#### HOW TO COMPLETE THIS TASK
Select every line below containing the word "mowed".

******

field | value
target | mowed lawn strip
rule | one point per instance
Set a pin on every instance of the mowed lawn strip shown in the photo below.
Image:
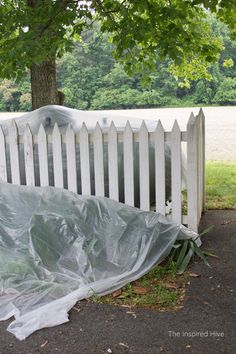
(220, 185)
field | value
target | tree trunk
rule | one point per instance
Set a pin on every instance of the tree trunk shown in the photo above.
(43, 85)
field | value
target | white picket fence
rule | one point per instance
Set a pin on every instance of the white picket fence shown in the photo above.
(37, 147)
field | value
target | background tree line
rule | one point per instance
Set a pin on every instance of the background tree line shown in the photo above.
(91, 78)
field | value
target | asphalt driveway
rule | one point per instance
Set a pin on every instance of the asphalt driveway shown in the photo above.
(205, 324)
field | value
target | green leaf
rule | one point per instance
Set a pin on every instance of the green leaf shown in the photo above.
(185, 262)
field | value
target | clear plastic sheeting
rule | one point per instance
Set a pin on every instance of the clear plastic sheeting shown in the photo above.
(57, 247)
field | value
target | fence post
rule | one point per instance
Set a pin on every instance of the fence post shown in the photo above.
(192, 173)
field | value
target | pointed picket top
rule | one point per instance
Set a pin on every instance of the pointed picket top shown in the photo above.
(175, 128)
(41, 131)
(201, 113)
(128, 128)
(27, 131)
(192, 119)
(3, 165)
(159, 128)
(69, 131)
(56, 130)
(84, 129)
(98, 131)
(144, 127)
(112, 128)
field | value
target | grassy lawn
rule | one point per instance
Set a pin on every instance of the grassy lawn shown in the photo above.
(220, 185)
(162, 288)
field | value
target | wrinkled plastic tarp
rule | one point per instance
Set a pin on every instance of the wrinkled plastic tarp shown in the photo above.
(57, 247)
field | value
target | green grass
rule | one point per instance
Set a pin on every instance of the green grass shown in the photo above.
(220, 185)
(160, 289)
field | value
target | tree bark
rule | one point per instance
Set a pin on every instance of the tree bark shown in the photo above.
(43, 85)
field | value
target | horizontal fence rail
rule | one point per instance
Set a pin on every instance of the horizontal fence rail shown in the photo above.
(147, 169)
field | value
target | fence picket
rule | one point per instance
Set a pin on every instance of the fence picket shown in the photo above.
(128, 165)
(85, 161)
(43, 157)
(3, 163)
(144, 168)
(192, 175)
(160, 169)
(14, 153)
(57, 157)
(202, 174)
(176, 173)
(71, 160)
(195, 137)
(29, 157)
(98, 161)
(113, 163)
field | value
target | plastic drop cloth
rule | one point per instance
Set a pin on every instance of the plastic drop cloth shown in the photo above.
(57, 247)
(49, 115)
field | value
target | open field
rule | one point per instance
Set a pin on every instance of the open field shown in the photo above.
(220, 125)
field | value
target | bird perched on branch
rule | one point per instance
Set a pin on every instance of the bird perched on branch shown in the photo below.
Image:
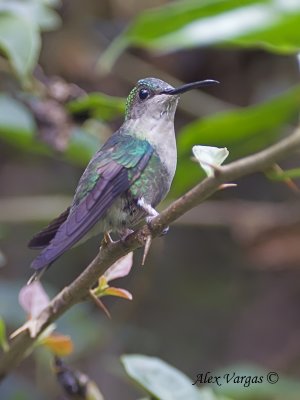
(126, 178)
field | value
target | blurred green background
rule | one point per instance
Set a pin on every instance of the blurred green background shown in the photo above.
(221, 291)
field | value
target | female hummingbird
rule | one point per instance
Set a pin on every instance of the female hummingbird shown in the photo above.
(126, 178)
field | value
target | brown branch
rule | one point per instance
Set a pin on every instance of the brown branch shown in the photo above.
(78, 290)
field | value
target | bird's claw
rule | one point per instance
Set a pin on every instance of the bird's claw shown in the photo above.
(165, 231)
(107, 240)
(146, 248)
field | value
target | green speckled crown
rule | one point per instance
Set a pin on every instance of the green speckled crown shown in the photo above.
(154, 84)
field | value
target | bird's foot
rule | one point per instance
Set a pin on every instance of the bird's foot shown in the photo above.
(125, 233)
(146, 248)
(107, 240)
(165, 231)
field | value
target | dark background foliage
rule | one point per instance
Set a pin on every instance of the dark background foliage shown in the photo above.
(223, 287)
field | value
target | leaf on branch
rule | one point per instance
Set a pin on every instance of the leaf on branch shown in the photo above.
(3, 340)
(60, 345)
(33, 299)
(120, 268)
(210, 158)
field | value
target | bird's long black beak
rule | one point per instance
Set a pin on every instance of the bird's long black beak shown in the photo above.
(189, 86)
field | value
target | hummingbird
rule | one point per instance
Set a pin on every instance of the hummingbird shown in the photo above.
(126, 179)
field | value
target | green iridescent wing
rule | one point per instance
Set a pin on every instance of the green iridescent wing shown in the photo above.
(110, 173)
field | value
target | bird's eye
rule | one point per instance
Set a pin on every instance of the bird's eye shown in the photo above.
(144, 93)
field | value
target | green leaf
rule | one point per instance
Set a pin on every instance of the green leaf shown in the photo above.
(269, 24)
(3, 340)
(20, 42)
(98, 105)
(242, 131)
(159, 379)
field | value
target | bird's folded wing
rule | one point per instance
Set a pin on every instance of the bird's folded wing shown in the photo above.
(116, 168)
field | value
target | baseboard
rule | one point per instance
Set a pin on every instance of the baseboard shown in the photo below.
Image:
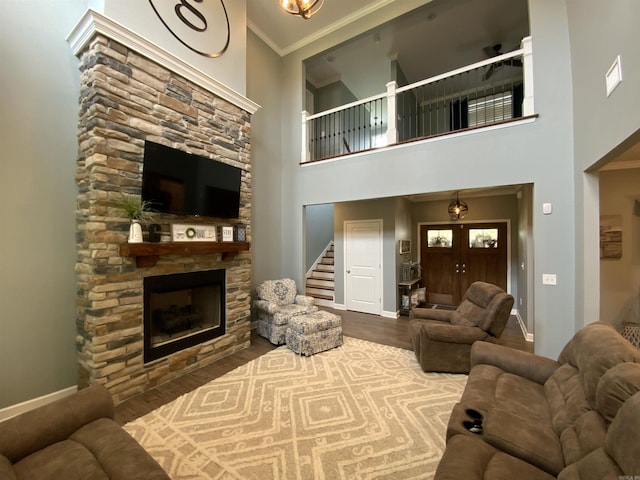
(527, 335)
(13, 410)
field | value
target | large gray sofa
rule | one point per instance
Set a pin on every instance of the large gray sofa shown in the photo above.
(74, 438)
(574, 418)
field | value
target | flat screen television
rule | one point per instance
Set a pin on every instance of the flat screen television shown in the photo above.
(186, 184)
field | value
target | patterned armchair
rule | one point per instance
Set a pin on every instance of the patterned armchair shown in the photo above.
(277, 302)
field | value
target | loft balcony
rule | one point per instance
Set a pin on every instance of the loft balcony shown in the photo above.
(487, 93)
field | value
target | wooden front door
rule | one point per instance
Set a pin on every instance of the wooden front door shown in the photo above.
(453, 256)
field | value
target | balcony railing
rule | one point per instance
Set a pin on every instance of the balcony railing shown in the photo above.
(482, 94)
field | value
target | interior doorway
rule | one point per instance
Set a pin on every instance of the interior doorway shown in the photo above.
(453, 256)
(363, 266)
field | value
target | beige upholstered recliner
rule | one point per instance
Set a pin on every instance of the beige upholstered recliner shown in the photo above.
(442, 339)
(278, 301)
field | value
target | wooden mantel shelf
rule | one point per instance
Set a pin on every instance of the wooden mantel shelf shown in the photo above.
(147, 253)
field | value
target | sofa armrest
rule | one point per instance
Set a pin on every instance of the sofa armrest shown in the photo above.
(6, 469)
(432, 314)
(304, 300)
(34, 430)
(528, 365)
(266, 306)
(444, 332)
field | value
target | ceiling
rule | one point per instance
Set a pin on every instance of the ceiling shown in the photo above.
(438, 36)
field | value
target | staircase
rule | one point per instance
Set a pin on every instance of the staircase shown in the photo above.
(320, 280)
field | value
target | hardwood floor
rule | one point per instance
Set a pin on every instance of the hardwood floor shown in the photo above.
(387, 331)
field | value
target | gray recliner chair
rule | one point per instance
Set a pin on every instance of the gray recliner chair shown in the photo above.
(442, 339)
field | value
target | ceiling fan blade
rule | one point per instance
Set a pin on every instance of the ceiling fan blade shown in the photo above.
(492, 50)
(488, 73)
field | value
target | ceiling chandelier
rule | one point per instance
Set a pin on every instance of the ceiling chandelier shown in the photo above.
(303, 8)
(457, 209)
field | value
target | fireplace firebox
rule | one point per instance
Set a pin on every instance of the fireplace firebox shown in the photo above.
(182, 310)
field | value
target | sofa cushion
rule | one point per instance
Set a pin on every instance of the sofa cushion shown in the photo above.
(67, 459)
(524, 437)
(586, 433)
(596, 465)
(472, 459)
(6, 469)
(623, 437)
(121, 457)
(593, 351)
(616, 387)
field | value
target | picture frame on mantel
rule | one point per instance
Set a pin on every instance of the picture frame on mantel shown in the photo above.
(225, 233)
(240, 233)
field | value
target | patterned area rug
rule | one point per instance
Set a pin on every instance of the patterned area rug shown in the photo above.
(361, 411)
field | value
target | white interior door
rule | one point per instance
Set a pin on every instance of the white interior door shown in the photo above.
(363, 266)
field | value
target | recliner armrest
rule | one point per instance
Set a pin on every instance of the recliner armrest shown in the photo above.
(266, 305)
(524, 364)
(304, 300)
(444, 332)
(34, 430)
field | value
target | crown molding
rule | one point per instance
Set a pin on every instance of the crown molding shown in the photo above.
(621, 165)
(93, 23)
(363, 12)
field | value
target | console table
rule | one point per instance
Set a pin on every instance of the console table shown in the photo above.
(406, 288)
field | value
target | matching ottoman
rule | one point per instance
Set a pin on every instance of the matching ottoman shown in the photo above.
(314, 332)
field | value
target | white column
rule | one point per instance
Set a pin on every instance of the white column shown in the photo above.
(305, 154)
(527, 72)
(392, 131)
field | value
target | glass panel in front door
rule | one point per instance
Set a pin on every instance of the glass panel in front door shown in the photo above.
(440, 238)
(483, 238)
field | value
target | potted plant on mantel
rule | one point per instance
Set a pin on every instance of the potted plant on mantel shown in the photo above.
(137, 210)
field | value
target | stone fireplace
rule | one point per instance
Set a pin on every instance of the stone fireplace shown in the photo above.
(138, 323)
(182, 310)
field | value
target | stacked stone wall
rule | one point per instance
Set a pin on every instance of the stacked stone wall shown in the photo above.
(126, 99)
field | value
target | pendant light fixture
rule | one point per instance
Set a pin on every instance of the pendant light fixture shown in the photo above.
(457, 209)
(302, 8)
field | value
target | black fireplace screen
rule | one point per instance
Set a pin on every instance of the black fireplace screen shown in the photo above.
(182, 310)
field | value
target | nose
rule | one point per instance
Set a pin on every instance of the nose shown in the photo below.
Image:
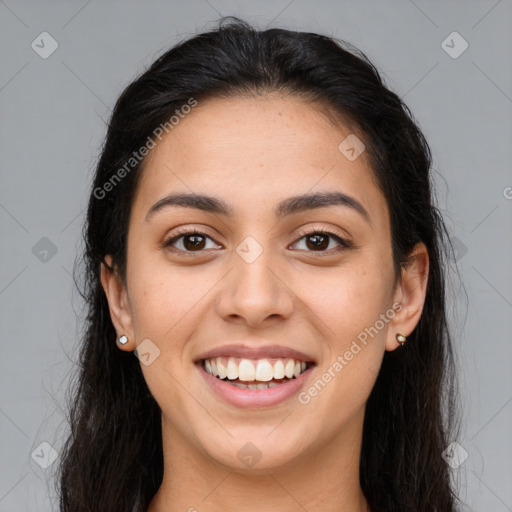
(254, 292)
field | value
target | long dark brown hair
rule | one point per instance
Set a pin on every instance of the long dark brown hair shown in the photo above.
(112, 460)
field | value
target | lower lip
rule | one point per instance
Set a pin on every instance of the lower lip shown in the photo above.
(254, 398)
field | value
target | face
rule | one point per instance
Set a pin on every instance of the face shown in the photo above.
(255, 284)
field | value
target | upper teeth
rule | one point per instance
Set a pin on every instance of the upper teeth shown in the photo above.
(248, 370)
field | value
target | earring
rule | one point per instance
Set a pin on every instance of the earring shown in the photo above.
(123, 340)
(401, 338)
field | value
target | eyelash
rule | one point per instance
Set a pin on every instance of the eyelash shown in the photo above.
(344, 243)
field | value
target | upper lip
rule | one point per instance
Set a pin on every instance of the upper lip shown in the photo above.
(260, 352)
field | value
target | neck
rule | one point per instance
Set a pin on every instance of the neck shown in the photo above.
(322, 478)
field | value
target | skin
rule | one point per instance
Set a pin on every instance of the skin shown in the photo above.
(253, 153)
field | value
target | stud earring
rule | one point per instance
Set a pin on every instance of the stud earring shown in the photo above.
(123, 340)
(401, 338)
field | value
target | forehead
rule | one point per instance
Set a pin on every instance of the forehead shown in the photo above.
(254, 152)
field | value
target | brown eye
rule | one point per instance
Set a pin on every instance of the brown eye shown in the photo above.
(319, 241)
(190, 241)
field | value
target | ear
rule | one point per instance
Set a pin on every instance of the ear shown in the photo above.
(118, 304)
(411, 293)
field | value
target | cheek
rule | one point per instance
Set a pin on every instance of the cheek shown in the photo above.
(348, 301)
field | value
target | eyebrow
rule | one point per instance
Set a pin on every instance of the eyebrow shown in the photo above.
(286, 207)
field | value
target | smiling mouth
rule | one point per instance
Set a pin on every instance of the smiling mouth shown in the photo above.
(255, 374)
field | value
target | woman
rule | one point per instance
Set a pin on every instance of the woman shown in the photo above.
(261, 235)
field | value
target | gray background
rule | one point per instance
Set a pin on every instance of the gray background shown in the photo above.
(52, 122)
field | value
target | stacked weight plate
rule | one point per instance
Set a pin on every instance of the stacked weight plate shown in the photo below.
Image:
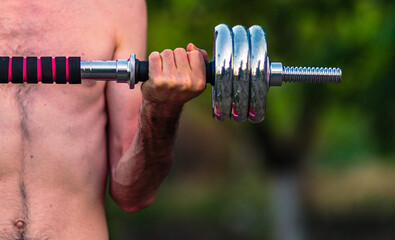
(241, 73)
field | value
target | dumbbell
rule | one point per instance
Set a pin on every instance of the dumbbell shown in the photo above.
(240, 73)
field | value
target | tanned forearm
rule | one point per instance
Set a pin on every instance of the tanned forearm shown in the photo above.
(136, 177)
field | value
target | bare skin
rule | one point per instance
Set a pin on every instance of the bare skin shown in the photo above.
(54, 139)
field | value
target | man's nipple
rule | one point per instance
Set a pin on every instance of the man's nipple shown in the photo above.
(20, 225)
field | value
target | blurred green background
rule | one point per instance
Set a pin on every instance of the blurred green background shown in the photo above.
(336, 140)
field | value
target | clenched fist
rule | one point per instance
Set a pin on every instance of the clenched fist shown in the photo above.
(175, 77)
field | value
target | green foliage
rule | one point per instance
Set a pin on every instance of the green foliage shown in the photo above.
(335, 125)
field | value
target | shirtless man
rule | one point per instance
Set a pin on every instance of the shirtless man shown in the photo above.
(58, 142)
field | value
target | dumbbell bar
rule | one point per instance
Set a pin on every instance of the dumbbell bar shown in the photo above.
(62, 70)
(241, 72)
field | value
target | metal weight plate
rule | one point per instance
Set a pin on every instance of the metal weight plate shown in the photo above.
(241, 73)
(259, 84)
(222, 89)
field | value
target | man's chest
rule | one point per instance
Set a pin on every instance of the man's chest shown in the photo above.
(55, 28)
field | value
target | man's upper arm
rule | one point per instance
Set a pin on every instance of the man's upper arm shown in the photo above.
(122, 103)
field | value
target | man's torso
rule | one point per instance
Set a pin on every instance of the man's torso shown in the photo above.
(53, 159)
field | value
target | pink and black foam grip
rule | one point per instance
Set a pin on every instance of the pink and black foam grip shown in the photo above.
(48, 70)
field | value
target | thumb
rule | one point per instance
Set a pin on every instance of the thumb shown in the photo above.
(191, 47)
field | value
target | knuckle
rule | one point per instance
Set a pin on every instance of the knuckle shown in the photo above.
(167, 52)
(154, 56)
(180, 51)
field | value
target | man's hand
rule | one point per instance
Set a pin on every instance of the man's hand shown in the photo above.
(175, 77)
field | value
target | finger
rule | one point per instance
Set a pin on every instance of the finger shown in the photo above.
(155, 64)
(196, 61)
(181, 58)
(168, 63)
(192, 47)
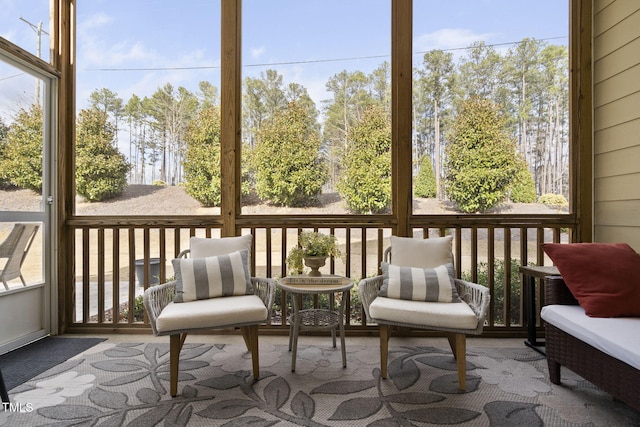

******

#### WRITTEN RESPONSE
target | mowed lawn strip
Set a pin on every instance of the mowed lawn strip shown in the photo below.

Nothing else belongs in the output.